Questions to answer:
[A] From the article on the In a Park apartment renovation, list every historical use of the double-bullnose brick in outdoor civic settings.
[B] According to the article on the In a Park apartment renovation, how many pieces of the double-bullnose brick were left in remaining stock?
[C] Transcribe the part of the article on the In a Park apartment renovation starting at "In a Park by L Architects is" and ending at "of daily life.".

Source extract:
☆ ☆ ☆

In a Park by L Architects

In a Park by L Architects is a renovation of a three-bedroom apartment in northeast Singapore, reworked for a client whose horticultural practice has grown from personal interest into a defining part of daily life.

Like many homes adapted during the pandemic, the original layout was never intended to support a household shaped by plants. Light, placement, and circulation were constrained, leaving greenery confined to the margins of the interior.

The project begins with a simple, clear ambition: to make plant life central to how the home is experienced, from the first moments of the day through to its quieter routines. With the apartment no longer meeting the needs of an expanding collection, the design rethinks how the household moves, pauses, and inhabits space, ensuring greenery is encountered as an active presence throughout.

To anchor this shift, L Architects drew from the familiar language of Singapore’s older public parks. A specific detail surfaced as both material and memory: the double-bullnose brick, historically used for benches, edging, and planters in outdoor civic settings. Once commonplace, it has gradually slipped from contemporary use, becoming a near-forgotten element of the city’s built landscape.

This rediscovery became more urgent during sourcing. A local factory had already ceased production due to dwindling demand, leaving only 571 pieces in remaining stock. With a fixed quantity available, the brick was treated as a finite resource, deployed with care across key moments in the plan.

Its rounded profile brings softness to the interior and makes curvature possible without heavy visual weight. The bricks are tessellated into a freestanding wall that gently mediates between the study and living area, offering separation while maintaining permeability. Between the study and dining spaces, they shape a curved bench that acts as a shared threshold, usable from both sides and extending the home’s capacity for rest and conversation. These gestures introduce openness and continuity, qualities associated with outdoor space, while keeping the apartment’s domestic scale intact.

Through a restrained palette and precise detailing, In a Park repositions an overlooked material within a contemporary home, showing how architectural character can be built from modest means. By treating greenery as an organising principle and allowing the double-bullnose brick to guide spatial transitions, the renovation finds new value in what is ordinary, making a familiar apartment feel quietly expansive, lived-in, and closely connected to plant life.

☆ ☆ ☆

Information shown:
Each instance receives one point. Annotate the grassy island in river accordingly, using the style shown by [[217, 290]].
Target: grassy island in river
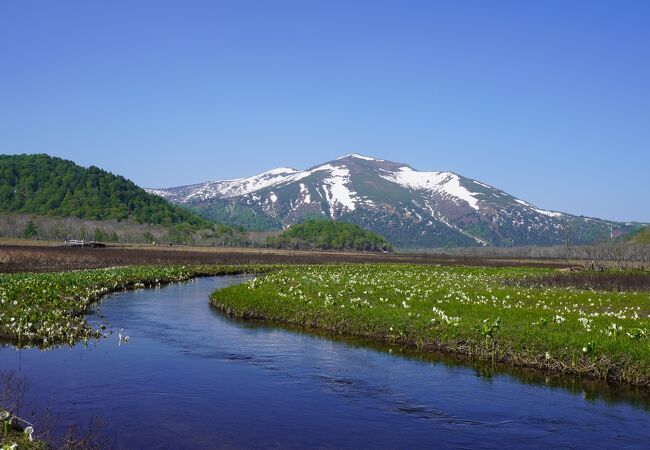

☆ ☆ ☆

Answers to the problems:
[A] Benches, edging, planters

[B] 571 pieces.

[C]
In a Park by L Architects is a renovation of a three-bedroom apartment in northeast Singapore, reworked for a client whose horticultural practice has grown from personal interest into a defining part of daily life.